## EXERCISE MATERIALS
[Start of section]
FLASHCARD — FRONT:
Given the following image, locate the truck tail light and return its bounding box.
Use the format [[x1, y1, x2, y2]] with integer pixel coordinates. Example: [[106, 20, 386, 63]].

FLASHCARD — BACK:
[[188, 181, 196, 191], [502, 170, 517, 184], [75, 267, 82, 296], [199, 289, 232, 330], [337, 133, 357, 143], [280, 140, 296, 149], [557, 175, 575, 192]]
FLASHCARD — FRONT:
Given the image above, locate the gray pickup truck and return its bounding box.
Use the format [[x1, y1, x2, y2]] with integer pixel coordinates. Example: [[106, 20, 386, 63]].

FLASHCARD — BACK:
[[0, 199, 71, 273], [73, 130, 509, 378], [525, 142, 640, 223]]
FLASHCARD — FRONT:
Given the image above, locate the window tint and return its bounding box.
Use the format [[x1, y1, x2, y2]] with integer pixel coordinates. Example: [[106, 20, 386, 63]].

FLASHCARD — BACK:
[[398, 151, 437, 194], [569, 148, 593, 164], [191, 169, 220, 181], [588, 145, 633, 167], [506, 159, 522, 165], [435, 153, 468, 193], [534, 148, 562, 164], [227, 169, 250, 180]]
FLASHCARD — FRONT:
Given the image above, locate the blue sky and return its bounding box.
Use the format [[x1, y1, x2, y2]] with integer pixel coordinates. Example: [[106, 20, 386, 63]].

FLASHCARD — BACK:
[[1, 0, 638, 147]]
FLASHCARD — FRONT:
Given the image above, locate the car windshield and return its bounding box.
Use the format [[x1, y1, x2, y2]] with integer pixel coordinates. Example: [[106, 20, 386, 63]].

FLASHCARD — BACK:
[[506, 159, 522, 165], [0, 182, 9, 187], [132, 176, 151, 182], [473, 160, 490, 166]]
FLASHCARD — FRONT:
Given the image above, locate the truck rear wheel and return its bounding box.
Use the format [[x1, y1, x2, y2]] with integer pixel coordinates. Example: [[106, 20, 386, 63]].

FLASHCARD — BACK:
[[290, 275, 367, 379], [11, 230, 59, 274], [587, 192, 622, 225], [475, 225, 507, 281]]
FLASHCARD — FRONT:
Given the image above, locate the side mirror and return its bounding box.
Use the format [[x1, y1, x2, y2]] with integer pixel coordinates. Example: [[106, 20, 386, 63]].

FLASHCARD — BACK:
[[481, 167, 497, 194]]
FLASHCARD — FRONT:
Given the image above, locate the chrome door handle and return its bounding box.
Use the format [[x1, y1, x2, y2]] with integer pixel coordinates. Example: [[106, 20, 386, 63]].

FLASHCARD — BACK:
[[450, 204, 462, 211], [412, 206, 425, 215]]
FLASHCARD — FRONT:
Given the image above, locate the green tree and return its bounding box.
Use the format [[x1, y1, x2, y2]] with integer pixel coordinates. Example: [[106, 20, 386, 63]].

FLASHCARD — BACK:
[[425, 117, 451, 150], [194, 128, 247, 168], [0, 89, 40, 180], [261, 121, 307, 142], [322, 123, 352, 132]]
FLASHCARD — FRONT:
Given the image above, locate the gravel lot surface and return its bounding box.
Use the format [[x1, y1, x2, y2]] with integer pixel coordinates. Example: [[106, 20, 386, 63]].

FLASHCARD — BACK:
[End of section]
## TASK
Transcribe the entries above exactly.

## ANSWER BOX
FLASHCARD — FRONT:
Given the following image, locate the truck tail light and return its bounding box.
Use the format [[x1, y1, x2, y2]] with integer pixel coordinates. Example: [[106, 20, 386, 63]].

FLASHCARD — BACK:
[[188, 181, 196, 191], [502, 170, 517, 184], [75, 267, 82, 296], [199, 289, 232, 330], [337, 133, 357, 143], [280, 140, 296, 149], [557, 175, 575, 192]]
FLASHCARD — FRONT:
Given the image above, locate the gray pickup truck and return its bounding box.
Use the format [[x1, y1, x2, y2]] with integer pixel coordinates. Example: [[106, 20, 386, 63]].

FLASHCARD — BACK:
[[0, 199, 71, 273], [73, 130, 509, 378], [525, 142, 640, 223]]
FLASHCARD — FRONT:
Given the image above, locate the window tint and return its bounding box.
Use the format [[x1, y1, x2, y2]] with integer pixel coordinates. Example: [[106, 20, 386, 63]].

FLASHCARD — BACK:
[[398, 151, 437, 194], [569, 148, 593, 164], [191, 169, 220, 181], [588, 145, 633, 167], [506, 159, 522, 165], [435, 153, 468, 193], [534, 148, 562, 164], [227, 169, 250, 180]]
FLASHCARD — FRONT:
Given the image above, locate the blue sky and return its bounding box.
Use the format [[x1, y1, x2, y2]] with integer pixel coordinates. Example: [[106, 20, 386, 63]].

FLASHCARD — BACK:
[[1, 0, 638, 147]]
FLASHCARD — FRONT:
Given the image above, locate the car windshield and return its bounding box.
Use the format [[x1, y1, x2, y2]] with integer pixel coordinates. Example: [[106, 20, 386, 63]].

FLASHCARD — BACK:
[[506, 159, 522, 165], [0, 182, 9, 187], [132, 176, 151, 182], [473, 160, 490, 166]]
FLASHCARD — FRONT:
Given the image above, locate the truck rear wheel and return its bounding box.
Use the format [[x1, y1, x2, y2]] with integer pixel coordinates. Example: [[106, 20, 386, 63]].

FLASHCARD — BACK:
[[290, 275, 367, 379], [11, 230, 59, 274], [587, 192, 622, 225], [475, 225, 507, 281]]
FLASHCARD — FRONT:
Given the image above, locate the side mirror and return its bounding box.
Use the format [[x1, y1, x2, y2]] with integer pixel coordinates. Example: [[106, 20, 386, 63]].

FLASHCARD — BACK:
[[481, 167, 497, 194]]
FLASHCARD — FRONT:
Given the image above, locate the chrome door handle and return its bounding box.
Use the format [[x1, y1, x2, y2]] with integer pixel coordinates. Example: [[106, 20, 386, 63]].

FLASHCARD — BACK:
[[450, 204, 462, 211], [412, 206, 425, 215]]
FLASHCARD — FRONT:
Given the image above, locate the green tree and return its bounding box.
Use the format [[x1, y1, x2, y2]] with integer pixel coordinates. Example: [[106, 20, 386, 63]].

FLASHCARD — BACK:
[[425, 117, 451, 150], [194, 128, 247, 168], [0, 89, 40, 180], [261, 121, 307, 142], [322, 123, 352, 132]]
FLASHCARD — FRONT:
Given the image above, locate the gravel lot surface and return its bounding box.
Use the format [[x1, y1, x2, y2]] with integer pixel coordinates. Example: [[106, 20, 386, 63]].

FLASHCARD — BACK:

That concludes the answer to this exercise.